▶ **Records supplied**:
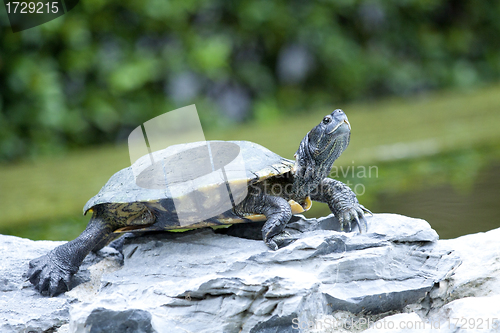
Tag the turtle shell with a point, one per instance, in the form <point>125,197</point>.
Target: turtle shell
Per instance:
<point>195,184</point>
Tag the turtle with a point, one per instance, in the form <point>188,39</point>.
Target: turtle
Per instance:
<point>267,188</point>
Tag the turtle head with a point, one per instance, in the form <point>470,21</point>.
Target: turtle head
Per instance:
<point>318,150</point>
<point>329,138</point>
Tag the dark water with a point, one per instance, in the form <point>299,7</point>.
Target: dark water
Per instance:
<point>451,212</point>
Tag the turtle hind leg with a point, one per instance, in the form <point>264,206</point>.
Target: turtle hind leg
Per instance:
<point>51,273</point>
<point>277,211</point>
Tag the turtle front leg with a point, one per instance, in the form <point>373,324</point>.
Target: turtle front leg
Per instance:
<point>51,274</point>
<point>278,213</point>
<point>342,202</point>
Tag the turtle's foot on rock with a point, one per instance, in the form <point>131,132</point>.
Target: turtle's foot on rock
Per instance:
<point>280,240</point>
<point>48,277</point>
<point>351,215</point>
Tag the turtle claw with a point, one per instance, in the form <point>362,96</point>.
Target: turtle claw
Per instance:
<point>354,215</point>
<point>48,277</point>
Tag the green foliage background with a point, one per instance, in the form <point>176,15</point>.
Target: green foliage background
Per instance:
<point>91,75</point>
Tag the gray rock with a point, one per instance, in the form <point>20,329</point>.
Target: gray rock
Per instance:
<point>202,281</point>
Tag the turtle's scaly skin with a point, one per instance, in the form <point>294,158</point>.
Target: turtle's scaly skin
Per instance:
<point>275,189</point>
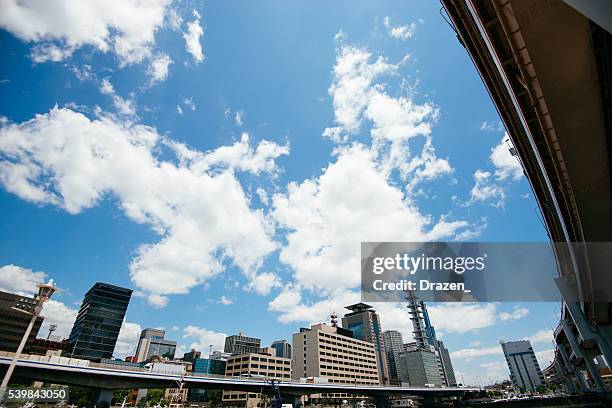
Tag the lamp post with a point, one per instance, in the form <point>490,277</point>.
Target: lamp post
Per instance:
<point>45,290</point>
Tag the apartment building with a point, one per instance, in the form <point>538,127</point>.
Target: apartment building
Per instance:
<point>263,364</point>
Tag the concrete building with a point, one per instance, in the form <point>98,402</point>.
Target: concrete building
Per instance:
<point>152,343</point>
<point>525,371</point>
<point>447,365</point>
<point>241,344</point>
<point>419,367</point>
<point>263,364</point>
<point>393,346</point>
<point>191,355</point>
<point>364,322</point>
<point>283,348</point>
<point>332,353</point>
<point>14,323</point>
<point>98,322</point>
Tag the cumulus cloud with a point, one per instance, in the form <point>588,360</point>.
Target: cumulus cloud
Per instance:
<point>158,70</point>
<point>63,158</point>
<point>56,312</point>
<point>192,38</point>
<point>403,33</point>
<point>125,27</point>
<point>124,107</point>
<point>491,187</point>
<point>15,279</point>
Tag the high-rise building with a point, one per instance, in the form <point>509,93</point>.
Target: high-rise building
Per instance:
<point>364,322</point>
<point>525,371</point>
<point>241,344</point>
<point>283,348</point>
<point>97,325</point>
<point>447,365</point>
<point>13,323</point>
<point>263,364</point>
<point>393,346</point>
<point>419,367</point>
<point>191,355</point>
<point>331,352</point>
<point>152,343</point>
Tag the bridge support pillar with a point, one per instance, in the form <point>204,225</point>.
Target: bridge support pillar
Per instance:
<point>100,398</point>
<point>588,360</point>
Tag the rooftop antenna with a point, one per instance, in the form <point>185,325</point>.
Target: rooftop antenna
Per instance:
<point>52,328</point>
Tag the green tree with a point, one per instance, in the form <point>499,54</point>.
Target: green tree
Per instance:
<point>120,395</point>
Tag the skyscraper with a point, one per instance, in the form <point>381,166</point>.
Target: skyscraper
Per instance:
<point>283,348</point>
<point>241,344</point>
<point>363,321</point>
<point>97,325</point>
<point>525,371</point>
<point>393,346</point>
<point>152,343</point>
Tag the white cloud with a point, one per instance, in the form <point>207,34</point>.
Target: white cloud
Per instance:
<point>127,339</point>
<point>516,314</point>
<point>263,283</point>
<point>542,336</point>
<point>192,38</point>
<point>158,70</point>
<point>15,279</point>
<point>125,107</point>
<point>238,118</point>
<point>485,189</point>
<point>340,36</point>
<point>74,162</point>
<point>59,27</point>
<point>327,218</point>
<point>189,102</point>
<point>403,33</point>
<point>470,353</point>
<point>204,338</point>
<point>506,165</point>
<point>56,312</point>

▶ **What needs to be done**: Lines from the start of the listing above through the line holding "Target: concrete building" are to be duplicated exactly, and nothing more; leave out the pictures.

▶ **Written reply**:
Tag the turtle shell with a point, one per instance, in the form <point>125,197</point>.
Target: turtle shell
Per instance:
<point>195,184</point>
Tag the turtle with a point, one per instance, in the form <point>188,39</point>.
Target: turtle
Per instance:
<point>267,188</point>
Tag the turtle head with a point, one per instance, in the form <point>470,21</point>.
Target: turtle head
Per instance:
<point>318,150</point>
<point>329,138</point>
Tag the dark water with a point, one per instance, in the form <point>299,7</point>.
Target: dark water
Per instance:
<point>451,212</point>
Tag the turtle hind leg with a point, one per instance, in the form <point>264,206</point>.
Target: turtle hind leg
Per instance:
<point>51,273</point>
<point>277,211</point>
Tag the turtle front leg with a point, one per instance, in the form <point>373,324</point>.
Target: turtle front leg
Per instance:
<point>51,274</point>
<point>278,213</point>
<point>342,202</point>
Tag the turtle's foot on rock with a point, one per instance, in the form <point>131,132</point>.
Target: turtle's foot on rock
Per instance:
<point>280,240</point>
<point>48,277</point>
<point>351,215</point>
Tag the turtle claw with a point, one per instance, in the form <point>362,96</point>.
Target: turtle claw
Per instance:
<point>354,215</point>
<point>48,277</point>
Tag the green foliage background with a point, one per instance, in the form <point>176,15</point>.
Target: green foliage background
Per instance:
<point>91,75</point>
Tag the gray rock with a point, one per instance, in the form <point>20,329</point>.
Target: gray rock
Per instance:
<point>202,281</point>
Tag the turtle's scaly skin with a point, one per instance, in the form <point>294,158</point>.
Target: turtle's scaly skin
Per instance:
<point>275,189</point>
Tag the lamp post with a point, one per instance, in the form <point>490,277</point>.
Target: lamp post
Per instance:
<point>45,290</point>
Tag the apartment building with a point, one per instance, in the form <point>538,127</point>.
Target: apartment building
Per instance:
<point>263,364</point>
Tag the concrete building with a point, one per instance, in the form <point>98,402</point>.
Target: concrete building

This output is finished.